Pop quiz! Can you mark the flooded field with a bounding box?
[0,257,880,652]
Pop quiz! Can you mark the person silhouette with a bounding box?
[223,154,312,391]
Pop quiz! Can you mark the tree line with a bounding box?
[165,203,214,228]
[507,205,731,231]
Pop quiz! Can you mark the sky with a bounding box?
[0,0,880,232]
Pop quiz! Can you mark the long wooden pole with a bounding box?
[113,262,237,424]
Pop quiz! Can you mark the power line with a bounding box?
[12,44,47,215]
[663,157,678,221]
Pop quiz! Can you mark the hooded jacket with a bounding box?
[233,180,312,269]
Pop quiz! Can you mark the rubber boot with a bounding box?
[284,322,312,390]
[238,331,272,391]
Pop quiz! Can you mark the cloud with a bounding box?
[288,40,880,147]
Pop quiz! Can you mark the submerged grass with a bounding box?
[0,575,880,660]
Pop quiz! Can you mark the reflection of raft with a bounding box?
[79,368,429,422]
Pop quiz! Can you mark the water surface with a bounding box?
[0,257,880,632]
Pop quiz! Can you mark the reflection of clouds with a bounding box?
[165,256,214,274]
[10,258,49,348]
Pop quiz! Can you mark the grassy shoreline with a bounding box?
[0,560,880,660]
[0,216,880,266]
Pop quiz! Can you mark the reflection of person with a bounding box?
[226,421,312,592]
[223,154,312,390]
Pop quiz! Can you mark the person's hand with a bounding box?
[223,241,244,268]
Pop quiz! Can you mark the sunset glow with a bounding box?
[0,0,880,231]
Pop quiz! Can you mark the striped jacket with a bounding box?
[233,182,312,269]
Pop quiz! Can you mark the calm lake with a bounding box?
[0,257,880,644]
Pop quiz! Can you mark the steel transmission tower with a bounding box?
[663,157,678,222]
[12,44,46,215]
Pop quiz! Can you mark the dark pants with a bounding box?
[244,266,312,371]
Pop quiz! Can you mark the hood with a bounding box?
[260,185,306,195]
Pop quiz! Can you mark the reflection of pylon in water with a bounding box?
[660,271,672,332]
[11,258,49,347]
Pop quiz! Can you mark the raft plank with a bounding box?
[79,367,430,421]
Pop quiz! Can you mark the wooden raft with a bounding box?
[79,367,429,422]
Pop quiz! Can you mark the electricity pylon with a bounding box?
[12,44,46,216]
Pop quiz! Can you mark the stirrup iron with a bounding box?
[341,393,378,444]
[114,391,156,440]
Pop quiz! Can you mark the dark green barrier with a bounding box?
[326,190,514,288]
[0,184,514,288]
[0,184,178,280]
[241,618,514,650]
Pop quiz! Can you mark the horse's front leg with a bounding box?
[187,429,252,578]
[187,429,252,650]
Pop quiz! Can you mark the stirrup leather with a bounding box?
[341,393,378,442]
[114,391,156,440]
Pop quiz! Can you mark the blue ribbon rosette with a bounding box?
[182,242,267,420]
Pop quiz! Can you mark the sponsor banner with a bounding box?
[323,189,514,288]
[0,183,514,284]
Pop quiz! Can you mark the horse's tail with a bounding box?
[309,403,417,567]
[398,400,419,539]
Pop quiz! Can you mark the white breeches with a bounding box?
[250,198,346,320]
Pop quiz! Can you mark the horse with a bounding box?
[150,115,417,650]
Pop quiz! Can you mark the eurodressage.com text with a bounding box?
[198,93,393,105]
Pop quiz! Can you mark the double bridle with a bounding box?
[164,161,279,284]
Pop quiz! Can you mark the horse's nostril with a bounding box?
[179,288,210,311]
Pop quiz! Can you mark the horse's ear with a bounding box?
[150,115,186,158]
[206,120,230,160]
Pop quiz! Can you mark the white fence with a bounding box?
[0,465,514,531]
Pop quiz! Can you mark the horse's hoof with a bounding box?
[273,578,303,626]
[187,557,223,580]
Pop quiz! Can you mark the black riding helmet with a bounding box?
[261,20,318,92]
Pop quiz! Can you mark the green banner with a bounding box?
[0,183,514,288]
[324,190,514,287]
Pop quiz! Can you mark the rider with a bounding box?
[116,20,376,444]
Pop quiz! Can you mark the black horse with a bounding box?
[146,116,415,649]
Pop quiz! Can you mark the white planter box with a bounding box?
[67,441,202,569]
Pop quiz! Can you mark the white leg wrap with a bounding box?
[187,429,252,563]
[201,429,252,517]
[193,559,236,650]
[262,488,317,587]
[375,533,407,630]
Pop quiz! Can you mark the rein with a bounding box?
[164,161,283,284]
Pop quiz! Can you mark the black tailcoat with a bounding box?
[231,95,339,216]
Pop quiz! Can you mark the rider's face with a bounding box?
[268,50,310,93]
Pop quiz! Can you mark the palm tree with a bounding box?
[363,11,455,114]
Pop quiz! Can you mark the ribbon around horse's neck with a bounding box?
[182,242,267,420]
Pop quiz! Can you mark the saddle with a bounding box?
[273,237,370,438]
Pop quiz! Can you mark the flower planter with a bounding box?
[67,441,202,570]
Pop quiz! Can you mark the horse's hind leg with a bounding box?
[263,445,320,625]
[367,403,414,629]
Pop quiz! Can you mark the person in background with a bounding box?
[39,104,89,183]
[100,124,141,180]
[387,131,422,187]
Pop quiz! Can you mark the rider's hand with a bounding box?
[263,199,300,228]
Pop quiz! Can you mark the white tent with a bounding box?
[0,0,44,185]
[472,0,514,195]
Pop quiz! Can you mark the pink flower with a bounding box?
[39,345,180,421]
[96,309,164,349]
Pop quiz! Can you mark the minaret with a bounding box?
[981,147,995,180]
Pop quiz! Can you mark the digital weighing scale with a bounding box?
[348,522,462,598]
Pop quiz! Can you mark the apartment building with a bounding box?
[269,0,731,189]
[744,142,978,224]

_ _ _ _ _ _ _

:: Zadanie do wykonania ::
Zapisz wszystkie powyższe rekordy jako CSV z dwiema kolumnami, treść i odpowiedź, po jednym wierszu na każdy rekord. Każde pole ujmij w cudzysłów, a podziały wierszy zamień na spacje.

:: Wynik ćwiczenia ::
treść,odpowiedź
"Pop quiz! Can you mark the flooded field with a bounding box?","[0,257,880,652]"
"Pop quiz! Can you mark the person silhouette with a bounding box?","[223,154,312,391]"
"Pop quiz! Can you mark the tree line with a bounding box?","[165,203,214,228] [507,205,731,231]"
"Pop quiz! Can you mark the sky with a bounding box?","[0,0,880,232]"
"Pop quiz! Can you mark the long wooden pole with a bounding box?","[113,262,237,424]"
"Pop quiz! Can you mark the power line with a bounding box?","[12,44,47,215] [663,157,678,221]"
"Pop quiz! Can you mark the hooded jacket with a bounding box?","[233,180,312,269]"
"Pop quiz! Can you mark the rubber boot with a bounding box?","[284,322,312,390] [238,331,272,391]"
"Pop quiz! Can you mark the cloud with a bounding box?","[288,40,880,147]"
"Pop quiz! Can you mark the submerged grass with a bounding box?","[0,575,880,660]"
"Pop quiz! Can you mark the reflection of raft with a bounding box?","[79,368,429,422]"
"Pop quiz! Can you mark the water surface with a bounding box?","[0,257,880,632]"
"Pop quiz! Can you mark the reflection of clouds with a bounding box?","[165,256,214,274] [10,258,49,348]"
"Pop quiz! Can you mark the grassy shoreline with a bounding box?","[0,560,880,660] [0,216,880,266]"
"Pop quiz! Can you mark the reflection of person with a bounding box?","[226,421,312,592] [223,154,312,390]"
"Pop quiz! Can you mark the person's hand with a bounding box?","[223,241,244,268]"
"Pop quiz! Can you mark the sunset glow with a bounding box?","[0,0,880,231]"
"Pop quiz! Can you mark the striped jacket with a bounding box?","[233,182,312,269]"
"Pop quiz! Can you mark the calm lake with a bounding box?","[0,257,880,644]"
"Pop quiz! Can you mark the steel transmission tower with a bounding box?","[663,157,678,222] [12,44,46,215]"
"Pop quiz! Can you mark the dark pants with a bounding box?","[244,266,312,371]"
"Pop quiz! Can you mark the hood with a bounding box?","[260,185,306,195]"
"Pop quiz! Can you mark the reflection of pylon in water with a bounding box?","[660,271,672,332] [11,258,49,347]"
"Pop quiz! Can you mark the raft plank with a bounding box?","[79,367,430,421]"
"Pop quiz! Can you mark the wooden raft with a bounding box?","[79,367,429,422]"
"Pop quiz! Can you mark the electricity pylon with a bounding box?","[12,44,46,216]"
"Pop quiz! Can you mark the stirrup iron with a bounding box?","[341,393,378,444] [114,391,156,440]"
"Pop quiz! Can you mark the dark green barrier with a bounding box?","[326,190,514,288] [0,184,514,288] [0,184,178,280] [241,618,514,650]"
"Pop quiz! Can you mark the horse's front leg with a bounding box?","[187,429,252,578] [187,429,252,650]"
"Pop quiz! Can you mark the stirrup leather with a bounding box?","[341,393,378,442] [114,391,156,440]"
"Pop quiz! Can you mark the blue ribbon rosette with a bounding box?","[182,242,267,420]"
"Pop quiz! Can you mark the sponsor banner with a bounding box?","[323,189,514,288] [0,183,514,284]"
"Pop quiz! Can you mark the horse's tail with a bounding box?","[309,403,417,567] [398,400,419,539]"
"Pop quiz! Can you mark the white breeches with a bounding box?","[250,198,346,320]"
"Pop quiz! Can you mark the horse with a bounding box?","[150,115,417,650]"
"Pop quiz! Can you mark the eurodressage.com text with a bounding box?","[198,93,393,105]"
"Pop quiz! Can you mark the double bridle with a bounding box?","[164,161,279,284]"
"Pop quiz! Can you mark the horse's nostril with a bounding box?","[179,288,210,311]"
"Pop quiz! Can you mark the horse's ear with a bounding box?","[150,115,186,158] [206,120,230,160]"
"Pop quiz! Can you mark the white fence with a bounding box?","[0,465,514,531]"
"Pop quiz! Can you mark the horse's hoof with a bounding box?","[273,578,303,626] [187,557,223,580]"
"Pop quiz! Can you mark the black riding helmet with a bounding box?","[261,20,318,92]"
"Pop quiz! Can you mark the green banner with a bounding box?","[0,183,514,288] [324,190,514,287]"
"Pop quiz! Can you mark the rider with a bounding box?","[116,20,376,444]"
"Pop quiz! Can you mark the black horse with a bounding box?","[146,116,415,649]"
"Pop quiz! Can you mark the white planter box with a bounding box?","[67,441,202,569]"
"Pop quiz! Can you mark the white leg wrap with a bounding box?","[187,429,252,563] [201,429,252,517] [193,559,236,650] [262,488,317,587] [375,533,407,630]"
"Pop quiz! Can you mark the rein with a bounding box?","[164,161,283,284]"
"Pop quiz! Can you mark the black tailcoat with a bounding box?","[231,95,339,216]"
"Pop quiz! Can you mark the rider's face with a bounding box?","[268,50,310,93]"
"Pop quiz! Can you mark the palm tree with a bounding box?","[363,11,455,114]"
"Pop quiz! Can you mark the ribbon around horse's neck with a bounding box?","[182,242,267,420]"
"Pop quiz! Can you mark the saddle with a bounding box?","[273,237,370,438]"
"Pop quiz! Can you mark the flower planter with a bounding box?","[67,441,202,570]"
"Pop quiz! Can you mark the horse's hind leg with a bounding box?","[263,445,320,625] [367,403,414,629]"
"Pop quiz! Can you mark the person in background with a bounding box?","[39,104,89,183] [100,124,141,180] [387,131,422,187]"
"Pop quiz! Can you mark the rider's hand with a bounding box?","[263,199,300,228]"
"Pop quiz! Can you mark the white tent with a bounding box?","[0,0,44,185] [472,0,514,195]"
"Pop quiz! Can you mark the pink flower with a bounding box?","[39,345,180,421] [96,309,164,349]"
"Pop quiz! Can you mark the minaret with a bounding box?","[981,147,995,180]"
"Pop quiz! Can you mark the digital weighing scale with a bounding box?","[348,522,462,598]"
"Pop quiz! Can you mark the apartment building with a bounding box?","[269,0,731,189] [744,142,978,224]"